Print each line of the material below without changing anything.
* Begin Supplied data *
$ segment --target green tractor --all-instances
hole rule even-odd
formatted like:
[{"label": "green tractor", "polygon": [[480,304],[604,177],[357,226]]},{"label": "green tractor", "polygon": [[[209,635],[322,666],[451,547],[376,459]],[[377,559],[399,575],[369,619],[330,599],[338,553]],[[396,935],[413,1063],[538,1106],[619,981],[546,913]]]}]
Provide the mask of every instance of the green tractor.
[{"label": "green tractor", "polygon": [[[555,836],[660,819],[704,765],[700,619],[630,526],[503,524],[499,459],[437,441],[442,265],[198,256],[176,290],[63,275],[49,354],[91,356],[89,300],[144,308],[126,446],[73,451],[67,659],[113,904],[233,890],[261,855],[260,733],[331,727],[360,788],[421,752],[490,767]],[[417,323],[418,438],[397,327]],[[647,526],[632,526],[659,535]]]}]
* End Supplied data *
▸ Finished answer
$ segment --target green tractor --all-instances
hole rule even-odd
formatted like:
[{"label": "green tractor", "polygon": [[480,304],[604,177],[357,226]]},{"label": "green tractor", "polygon": [[[209,635],[322,666],[451,547],[376,459]],[[377,559],[399,575],[369,619],[330,599],[338,553]],[[396,935],[413,1063],[538,1106],[619,981],[546,913]]]}]
Provide the mask of every instance of the green tractor.
[{"label": "green tractor", "polygon": [[[555,836],[660,819],[704,765],[700,619],[630,526],[503,524],[499,459],[437,441],[442,265],[198,256],[176,290],[63,275],[49,354],[91,356],[89,300],[144,308],[126,446],[73,451],[67,659],[113,904],[233,890],[261,855],[260,733],[331,727],[360,788],[421,752],[490,767]],[[417,323],[418,438],[397,327]],[[647,526],[632,526],[659,535]]]}]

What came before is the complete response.